··· 原文节选 ···
很久之前看到的东西了,今天总算抽空把它写完了。
最开始是在 Quora 上看到一个很有意思的答案,虽然是简单的抛硬币问题,但结果确实是相当反直觉,因此,干脆用 Python 写了一系列的小程序,来验证这些结果。
第一个游戏很简单,抛一个硬币,连续抛两次,先后出现正面(heads,后面记为H)和反面(tail,后面记为T)的概率是ht,先后出现HH的概率记为hh。很显然,两者相等。程序验证也很简单,试验十万次,看分别出现多少次。
def game1():
# flip twice, the possibility of HH or HT
hh = 0; ht = 0
for i in xrange(100000):
pre = ''; cur = '' # previous and current
pre = random.choice(['H','T'])
cur = random.choice(['H','T'])
if pre+cur == 'HH':
hh += 1
if pre+cur == 'HT':
ht += 1
print hh, ht
## my result: 24943 24776
那么,游戏变一下。假如连续抛一个硬币,直到出现HH或HT(注意HT是有顺序的),问题是,两者需要抛的次数相同吗?基于前面的结论,似乎应该相同,然而,结果是,不同。同样地,代码说话:
def game2():
# flip until HH or HT, in average which took more flips?
hh = []; ht = []
for _ in xrange(100000):
pre = ''; cur = ''
for i in xrange(99):
pre = cur; cur = random.choice(['H','T'])
if pre+cur == 'HH':
hh += [i+1]
break
for _ in xrange(100000):
pre = ''; cur = ''
for i in xrange(99):
pre = cur; cur = random.choice(['H','T'])
if pre+cur == 'HT':
ht += [i+1]
break
hh = np.array(hh); ht = np.array(ht)
print np.mean(hh), np.mean(ht)
## my result: 6.00559 3.99
无视里面用了一小段很丑陋的实现吧。。。对结果是没影响的。
···
| 必做任务 A |
请照抄原文节选中的一段：以含有“第一个游戏很简单,抛一个硬币”的语句开头，至“pre = random.choice(['H','T'])”为止，一字不改。
| 必做任务 B |
根据原文节选，在第二个游戏中，为何起初看来抛出HH与抛出HT所需的次数似乎应当相同？请用一至三句话说明。
| 必做任务 C |
请从抛硬币问题这篇原文节选的最后一句之后接着往下续写。
这些数据行与原文节选毫无关联。
··· 数据行 ···
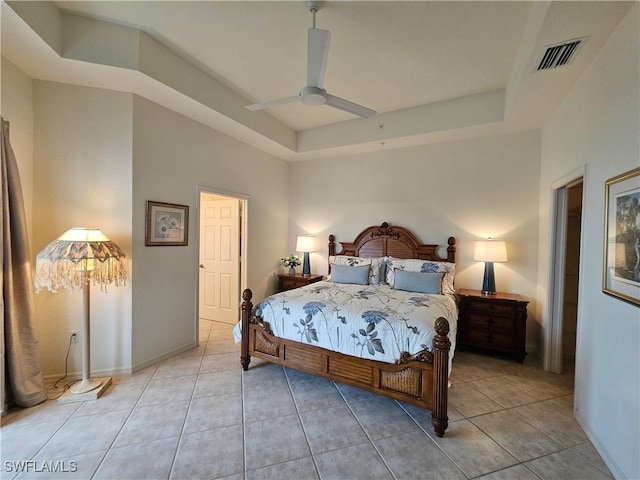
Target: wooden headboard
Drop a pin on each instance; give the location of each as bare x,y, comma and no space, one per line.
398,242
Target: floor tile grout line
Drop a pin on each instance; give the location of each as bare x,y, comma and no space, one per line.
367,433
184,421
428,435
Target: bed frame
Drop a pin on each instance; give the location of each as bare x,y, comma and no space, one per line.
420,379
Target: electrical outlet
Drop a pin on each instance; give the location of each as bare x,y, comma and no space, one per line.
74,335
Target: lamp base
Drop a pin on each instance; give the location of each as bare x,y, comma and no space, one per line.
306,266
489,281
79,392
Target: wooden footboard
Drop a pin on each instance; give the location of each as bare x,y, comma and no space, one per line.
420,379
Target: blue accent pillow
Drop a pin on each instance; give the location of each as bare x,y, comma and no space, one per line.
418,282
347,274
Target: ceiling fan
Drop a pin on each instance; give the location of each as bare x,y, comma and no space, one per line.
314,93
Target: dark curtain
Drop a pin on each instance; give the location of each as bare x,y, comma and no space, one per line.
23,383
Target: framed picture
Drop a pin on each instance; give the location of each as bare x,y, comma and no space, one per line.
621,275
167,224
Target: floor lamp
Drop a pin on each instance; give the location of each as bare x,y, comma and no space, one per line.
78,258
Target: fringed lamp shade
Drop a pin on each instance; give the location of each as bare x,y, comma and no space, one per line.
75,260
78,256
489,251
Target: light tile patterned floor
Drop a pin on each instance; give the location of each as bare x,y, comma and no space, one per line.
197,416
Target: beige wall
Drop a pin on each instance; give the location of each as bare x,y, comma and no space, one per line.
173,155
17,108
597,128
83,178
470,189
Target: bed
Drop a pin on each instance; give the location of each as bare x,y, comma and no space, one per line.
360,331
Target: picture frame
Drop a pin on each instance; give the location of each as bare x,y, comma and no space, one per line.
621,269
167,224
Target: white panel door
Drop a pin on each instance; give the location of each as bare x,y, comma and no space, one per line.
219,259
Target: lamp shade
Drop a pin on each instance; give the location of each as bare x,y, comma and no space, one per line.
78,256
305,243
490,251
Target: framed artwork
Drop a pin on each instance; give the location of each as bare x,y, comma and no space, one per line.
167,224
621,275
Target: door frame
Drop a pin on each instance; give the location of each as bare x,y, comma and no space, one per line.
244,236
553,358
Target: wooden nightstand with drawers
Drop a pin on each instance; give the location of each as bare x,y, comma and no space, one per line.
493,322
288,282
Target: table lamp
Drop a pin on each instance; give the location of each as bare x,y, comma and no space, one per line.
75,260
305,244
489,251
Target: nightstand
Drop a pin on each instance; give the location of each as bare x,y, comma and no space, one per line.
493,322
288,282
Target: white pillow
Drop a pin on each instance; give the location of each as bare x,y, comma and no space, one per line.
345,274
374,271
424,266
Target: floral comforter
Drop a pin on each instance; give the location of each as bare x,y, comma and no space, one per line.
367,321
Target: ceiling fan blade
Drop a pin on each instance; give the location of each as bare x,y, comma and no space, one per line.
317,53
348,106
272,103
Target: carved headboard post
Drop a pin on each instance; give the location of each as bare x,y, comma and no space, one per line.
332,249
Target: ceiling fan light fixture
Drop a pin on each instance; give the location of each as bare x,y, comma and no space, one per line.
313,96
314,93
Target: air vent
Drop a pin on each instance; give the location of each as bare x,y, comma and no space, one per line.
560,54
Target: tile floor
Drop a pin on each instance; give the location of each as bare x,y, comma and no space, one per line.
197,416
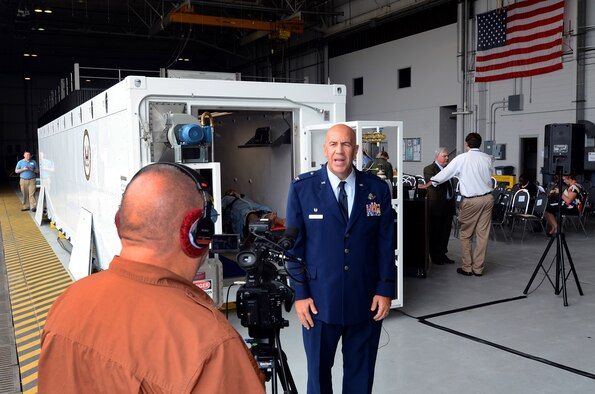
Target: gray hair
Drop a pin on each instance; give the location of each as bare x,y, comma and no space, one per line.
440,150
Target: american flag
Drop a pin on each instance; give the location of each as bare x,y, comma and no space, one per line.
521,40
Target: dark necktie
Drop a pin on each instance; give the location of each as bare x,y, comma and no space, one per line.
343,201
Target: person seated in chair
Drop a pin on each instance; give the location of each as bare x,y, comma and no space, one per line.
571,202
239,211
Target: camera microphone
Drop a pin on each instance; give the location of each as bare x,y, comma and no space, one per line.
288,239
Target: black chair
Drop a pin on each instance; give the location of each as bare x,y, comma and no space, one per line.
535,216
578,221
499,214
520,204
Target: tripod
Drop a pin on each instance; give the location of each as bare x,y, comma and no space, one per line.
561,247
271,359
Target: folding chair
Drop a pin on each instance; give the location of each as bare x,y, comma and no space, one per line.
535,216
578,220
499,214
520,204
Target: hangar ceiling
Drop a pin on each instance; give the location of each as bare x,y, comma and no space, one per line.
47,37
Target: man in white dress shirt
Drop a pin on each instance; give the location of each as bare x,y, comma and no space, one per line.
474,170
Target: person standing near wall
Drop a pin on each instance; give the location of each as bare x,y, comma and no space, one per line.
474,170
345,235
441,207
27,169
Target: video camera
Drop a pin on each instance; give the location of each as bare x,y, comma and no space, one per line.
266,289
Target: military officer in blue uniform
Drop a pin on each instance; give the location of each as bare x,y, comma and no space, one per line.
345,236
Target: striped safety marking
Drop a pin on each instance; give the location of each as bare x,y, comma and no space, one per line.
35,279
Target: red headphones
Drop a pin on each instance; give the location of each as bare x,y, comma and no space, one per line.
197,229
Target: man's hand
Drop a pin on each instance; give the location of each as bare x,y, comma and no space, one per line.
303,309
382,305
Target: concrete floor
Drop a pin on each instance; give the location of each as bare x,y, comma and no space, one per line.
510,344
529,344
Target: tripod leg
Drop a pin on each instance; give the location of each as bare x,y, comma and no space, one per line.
···
| 参考答案 A |
第一个游戏很简单,抛一个硬币,连续抛两次,先后出现正面(heads,后面记为H)和反面(tail,后面记为T)的概率是ht,先后出现HH的概率记为hh。很显然,两者相等。程序验证也很简单,试验十万次,看分别出现多少次。
def game1():
# flip twice, the possibility of HH or HT
hh = 0; ht = 0
for i in xrange(100000):
pre = ''; cur = '' # previous and current
pre = random.choice(['H','T'])

| 参考答案 B |
因为这一判断基于第一个游戏的结论：连续抛两次硬币时，先后出现HH与先后出现HT的概率相等。

| 参考答案 C |
接下来,如果连续抛,出现HH则A赢,出现HT则B赢,问,谁更可能赢?结果是,一样的可能:
def game3():
# flip until HH or HT, if HH, A win, if HT, B win. Is the game fair?
hh = 0; ht = 0
for _ in xrange(100000):
pre = ''; cur = ''
for i in xrange(99):
pre = cur; cur = random.choice(['H','T'])
if pre+cur == 'HH':
hh += 1
break
if pre+cur == 'HT':
ht += 1
break
print hh, ht
## my result: 50028 49972
再然后,连续抛,如果出现HHT则A赢,如果出现THH则B赢。注意到HHT和THH是对称的,所以一个直观的猜测是两人赢面相同,但实际上,并非如此:
def game4():
# flip until HHT and THH, if HHT, A win, if THH, B win. Is the game fair?
hht = 0; thh = 0
for _ in xrange(100000):
ppr = ''; pre = ''; cur = ''
for i in xrange(99):
ppr = pre; pre = cur; cur = random.choice(['H','T'])
if ppr+pre+cur == 'HHT':
hht += 1
break
if ppr+pre+cur == 'THH':
thh += 1
break
print hht, thh
## my result: 25031 74969
最有意思的来了。上面的游戏里A发现B赢得更多一点,于是A选择了THH,B就换成了TTH,结果A还是输。A换成TTH,B就换成HTT,A又输。A换成HTT,B换成HHT,A还输。上面几局写成不等式更直观一点:thh > hht, tth > thh, htt > tth, hht > htt。WTF?!!!
def game5():
print "THH vs HHT"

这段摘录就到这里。